Tugas: Perbarui teks tentang Sejarah Reflektif di bawah ini, yaitu seluruh bagian dari "Ada Sejarah Reflektif" hingga "pemerintah dan rakyat.", dengan mengganti "pangeran" menjadi "bangsawan".

Teks Sumber:
○ ○ ○ ○ ○ ○ ○

Ada Sejarah Reflektif yang sifatnya pragmatis. Sejarah jenis ini ditulis untuk diambil manfaatnya. Seperti model sejarah yang ditulis oleh Johannes v. Muller yaitu Sejarah Swiss yang Nampak memiliki tujuan moral. Dia menulis sejarah itu, bermaksud menyiapkan satu badan ajaran politik untuk diajarkan pada pangeran, pemerintah dan rakyat.
Kemudian, Sejarah Reflektif yang ditulis hanya untuk sekedar mendapat pandangan tentang suatu bangsa dan Negara, atau tentang dunia. Sejarah jenis ini ditulis mirip dengan Sejarah Asli, manakala ia ditulis tidak memiliki tujuan yang lebih jauh daripada untuk menyajikan sejarah sebuah negeri yang lebih utuh. Penulis sejarah jenis ini menulis sejarah sedemikian jelasnya sehingga pembaca seolah dapat mengkhayalkan dirinya menjadi saksi mata atas peristiwa yang dicerita dalam sejarah. Meskipun efeknya pada pembaca bisa sedemikian nyata, perlu dicatat sejarah jenis ini tidak seperti Sejarah Asli, yang penulisnya berada dalam satu orde dan ruh sejarah yang ditulisnya. Penulis Sejarah Reflektif ini tidak terikat ruang dan waktu saat sejarah itu terjadi, ia bahkan berbeda kebudayaan dan zamannya.

○ ○ ○ ○ ○ ○ ○

Data Tercatat:
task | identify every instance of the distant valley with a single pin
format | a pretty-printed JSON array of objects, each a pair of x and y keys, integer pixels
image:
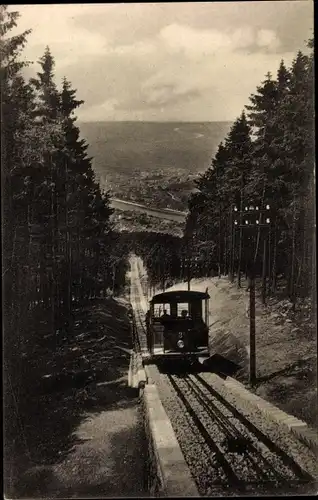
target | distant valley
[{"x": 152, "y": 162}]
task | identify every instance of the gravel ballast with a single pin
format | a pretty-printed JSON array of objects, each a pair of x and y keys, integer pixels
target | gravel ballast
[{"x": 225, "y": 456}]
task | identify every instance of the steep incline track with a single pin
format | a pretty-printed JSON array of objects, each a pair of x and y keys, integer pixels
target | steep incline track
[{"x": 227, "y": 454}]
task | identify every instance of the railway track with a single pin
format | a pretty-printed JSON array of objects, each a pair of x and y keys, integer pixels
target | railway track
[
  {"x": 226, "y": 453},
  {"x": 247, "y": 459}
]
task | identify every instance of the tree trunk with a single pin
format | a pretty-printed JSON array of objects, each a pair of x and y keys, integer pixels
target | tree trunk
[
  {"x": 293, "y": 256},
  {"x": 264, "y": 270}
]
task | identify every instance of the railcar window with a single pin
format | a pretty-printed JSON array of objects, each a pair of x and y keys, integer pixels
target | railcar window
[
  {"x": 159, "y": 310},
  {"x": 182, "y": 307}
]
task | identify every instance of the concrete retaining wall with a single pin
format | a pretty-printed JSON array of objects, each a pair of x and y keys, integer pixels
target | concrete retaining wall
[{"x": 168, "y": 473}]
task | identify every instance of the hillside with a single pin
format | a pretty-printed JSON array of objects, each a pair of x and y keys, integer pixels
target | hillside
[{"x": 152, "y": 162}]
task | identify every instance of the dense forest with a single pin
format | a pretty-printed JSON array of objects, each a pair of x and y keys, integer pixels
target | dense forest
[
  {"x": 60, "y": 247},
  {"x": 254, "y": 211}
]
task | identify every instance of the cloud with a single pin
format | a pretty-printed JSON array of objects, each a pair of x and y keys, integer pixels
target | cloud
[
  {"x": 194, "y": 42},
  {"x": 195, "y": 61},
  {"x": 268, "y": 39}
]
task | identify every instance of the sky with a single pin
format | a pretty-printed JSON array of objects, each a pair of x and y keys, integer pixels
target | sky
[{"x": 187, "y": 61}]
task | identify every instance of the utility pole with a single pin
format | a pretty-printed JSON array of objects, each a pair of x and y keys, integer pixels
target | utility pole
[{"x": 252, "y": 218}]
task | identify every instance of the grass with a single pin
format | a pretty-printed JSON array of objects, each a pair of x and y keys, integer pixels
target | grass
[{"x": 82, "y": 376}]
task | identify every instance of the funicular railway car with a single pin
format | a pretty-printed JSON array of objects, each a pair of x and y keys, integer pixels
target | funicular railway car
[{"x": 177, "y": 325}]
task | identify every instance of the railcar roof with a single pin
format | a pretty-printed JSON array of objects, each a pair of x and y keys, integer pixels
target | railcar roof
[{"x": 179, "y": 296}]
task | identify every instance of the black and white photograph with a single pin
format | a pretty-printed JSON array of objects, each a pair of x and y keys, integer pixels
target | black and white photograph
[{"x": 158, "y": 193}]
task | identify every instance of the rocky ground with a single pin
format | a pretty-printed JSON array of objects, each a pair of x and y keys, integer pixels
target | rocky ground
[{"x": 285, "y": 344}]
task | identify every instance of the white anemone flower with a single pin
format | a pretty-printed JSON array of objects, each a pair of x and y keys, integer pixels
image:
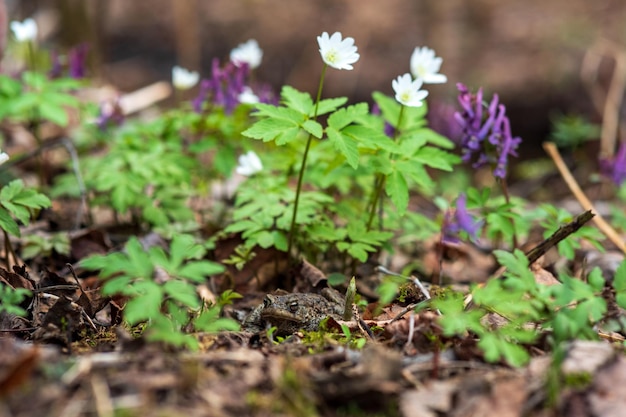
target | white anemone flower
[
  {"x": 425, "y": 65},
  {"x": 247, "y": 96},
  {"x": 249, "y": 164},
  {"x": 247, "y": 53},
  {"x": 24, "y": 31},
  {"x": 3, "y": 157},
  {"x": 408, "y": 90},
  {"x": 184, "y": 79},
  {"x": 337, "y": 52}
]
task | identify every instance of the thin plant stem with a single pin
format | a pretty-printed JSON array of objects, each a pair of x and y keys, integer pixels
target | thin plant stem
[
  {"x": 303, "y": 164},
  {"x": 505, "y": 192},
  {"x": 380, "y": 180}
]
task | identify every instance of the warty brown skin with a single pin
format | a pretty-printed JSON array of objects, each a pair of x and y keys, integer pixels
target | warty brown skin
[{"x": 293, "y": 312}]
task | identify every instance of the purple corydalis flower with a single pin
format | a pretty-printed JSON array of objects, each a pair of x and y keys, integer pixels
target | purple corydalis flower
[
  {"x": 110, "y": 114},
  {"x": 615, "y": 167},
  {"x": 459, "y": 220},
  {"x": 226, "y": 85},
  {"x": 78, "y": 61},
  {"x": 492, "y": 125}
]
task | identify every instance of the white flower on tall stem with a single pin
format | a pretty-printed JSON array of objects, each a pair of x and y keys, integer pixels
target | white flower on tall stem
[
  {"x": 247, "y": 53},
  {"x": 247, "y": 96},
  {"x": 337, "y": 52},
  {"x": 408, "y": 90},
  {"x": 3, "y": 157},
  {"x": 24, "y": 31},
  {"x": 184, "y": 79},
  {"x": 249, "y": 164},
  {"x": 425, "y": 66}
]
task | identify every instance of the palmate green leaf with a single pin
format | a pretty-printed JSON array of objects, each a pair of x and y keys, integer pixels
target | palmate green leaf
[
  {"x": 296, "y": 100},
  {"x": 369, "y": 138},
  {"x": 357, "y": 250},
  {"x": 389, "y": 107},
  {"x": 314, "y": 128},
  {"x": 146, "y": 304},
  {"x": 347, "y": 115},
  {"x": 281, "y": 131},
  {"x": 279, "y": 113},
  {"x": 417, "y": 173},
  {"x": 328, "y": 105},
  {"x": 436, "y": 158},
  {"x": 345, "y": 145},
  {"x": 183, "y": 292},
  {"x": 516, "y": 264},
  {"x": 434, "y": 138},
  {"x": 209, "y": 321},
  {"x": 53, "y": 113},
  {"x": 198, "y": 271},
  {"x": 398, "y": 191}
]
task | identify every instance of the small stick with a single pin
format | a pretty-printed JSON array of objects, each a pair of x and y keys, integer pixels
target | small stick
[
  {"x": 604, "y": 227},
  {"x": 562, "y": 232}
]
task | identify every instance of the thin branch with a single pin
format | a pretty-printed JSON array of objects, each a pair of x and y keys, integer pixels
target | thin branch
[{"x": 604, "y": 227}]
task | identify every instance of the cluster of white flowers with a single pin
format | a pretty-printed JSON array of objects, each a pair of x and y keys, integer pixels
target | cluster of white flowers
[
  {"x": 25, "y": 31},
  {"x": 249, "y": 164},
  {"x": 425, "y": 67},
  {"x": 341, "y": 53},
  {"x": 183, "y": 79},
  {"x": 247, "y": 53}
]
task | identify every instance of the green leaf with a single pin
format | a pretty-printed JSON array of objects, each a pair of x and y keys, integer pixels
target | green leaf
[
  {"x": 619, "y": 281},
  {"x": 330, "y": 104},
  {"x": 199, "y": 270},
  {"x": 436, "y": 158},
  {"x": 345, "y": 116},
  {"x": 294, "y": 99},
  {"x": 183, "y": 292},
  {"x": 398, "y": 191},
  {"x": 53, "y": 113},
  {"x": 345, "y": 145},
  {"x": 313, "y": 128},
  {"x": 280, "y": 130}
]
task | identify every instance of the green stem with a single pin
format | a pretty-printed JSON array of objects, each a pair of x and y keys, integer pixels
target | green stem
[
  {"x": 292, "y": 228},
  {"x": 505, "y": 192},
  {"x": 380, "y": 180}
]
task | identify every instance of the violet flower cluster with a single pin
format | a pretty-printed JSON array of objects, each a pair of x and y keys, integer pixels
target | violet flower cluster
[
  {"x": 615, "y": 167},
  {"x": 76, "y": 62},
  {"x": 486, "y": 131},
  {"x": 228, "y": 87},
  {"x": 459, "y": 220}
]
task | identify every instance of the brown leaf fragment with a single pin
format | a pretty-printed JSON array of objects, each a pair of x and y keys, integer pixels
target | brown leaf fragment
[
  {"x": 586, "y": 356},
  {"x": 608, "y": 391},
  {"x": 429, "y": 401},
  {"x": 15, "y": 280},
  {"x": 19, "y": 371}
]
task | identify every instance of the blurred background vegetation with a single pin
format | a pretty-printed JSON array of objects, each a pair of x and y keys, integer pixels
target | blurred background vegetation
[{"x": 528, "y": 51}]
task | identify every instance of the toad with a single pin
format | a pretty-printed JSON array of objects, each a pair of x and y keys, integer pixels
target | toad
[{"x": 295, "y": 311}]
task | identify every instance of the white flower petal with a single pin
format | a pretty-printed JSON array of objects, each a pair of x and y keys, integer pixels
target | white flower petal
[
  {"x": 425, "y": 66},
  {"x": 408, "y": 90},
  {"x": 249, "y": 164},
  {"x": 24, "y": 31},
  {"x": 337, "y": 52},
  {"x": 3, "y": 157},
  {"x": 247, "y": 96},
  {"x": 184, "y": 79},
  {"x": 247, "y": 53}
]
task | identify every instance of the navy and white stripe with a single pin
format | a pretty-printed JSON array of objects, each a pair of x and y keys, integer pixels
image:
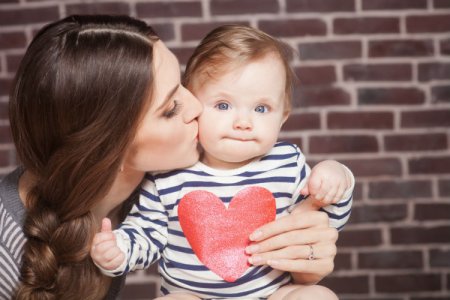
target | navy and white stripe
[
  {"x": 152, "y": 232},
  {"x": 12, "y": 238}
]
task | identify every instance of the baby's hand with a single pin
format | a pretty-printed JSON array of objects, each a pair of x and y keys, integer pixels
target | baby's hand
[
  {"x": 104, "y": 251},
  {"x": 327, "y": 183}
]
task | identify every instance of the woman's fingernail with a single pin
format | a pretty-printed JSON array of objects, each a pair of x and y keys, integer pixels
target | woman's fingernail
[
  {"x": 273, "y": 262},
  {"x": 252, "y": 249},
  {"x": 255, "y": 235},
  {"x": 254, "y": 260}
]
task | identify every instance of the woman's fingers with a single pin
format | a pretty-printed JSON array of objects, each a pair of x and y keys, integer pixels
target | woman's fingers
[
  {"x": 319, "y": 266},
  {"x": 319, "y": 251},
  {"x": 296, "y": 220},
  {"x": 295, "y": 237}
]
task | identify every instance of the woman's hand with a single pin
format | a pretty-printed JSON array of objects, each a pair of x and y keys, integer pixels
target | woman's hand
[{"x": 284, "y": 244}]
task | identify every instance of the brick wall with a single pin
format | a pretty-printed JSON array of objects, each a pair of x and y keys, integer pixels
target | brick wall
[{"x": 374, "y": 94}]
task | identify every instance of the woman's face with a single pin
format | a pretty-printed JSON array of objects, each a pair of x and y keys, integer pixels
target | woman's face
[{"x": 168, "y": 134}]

○ ○ ○ ○ ○ ○ ○

Jawaban:
Ada Sejarah Reflektif yang sifatnya pragmatis. Sejarah jenis ini ditulis untuk diambil manfaatnya. Seperti model sejarah yang ditulis oleh Johannes v. Muller yaitu Sejarah Swiss yang Nampak memiliki tujuan moral. Dia menulis sejarah itu, bermaksud menyiapkan satu badan ajaran politik untuk diajarkan pada bangsawan, pemerintah dan rakyat.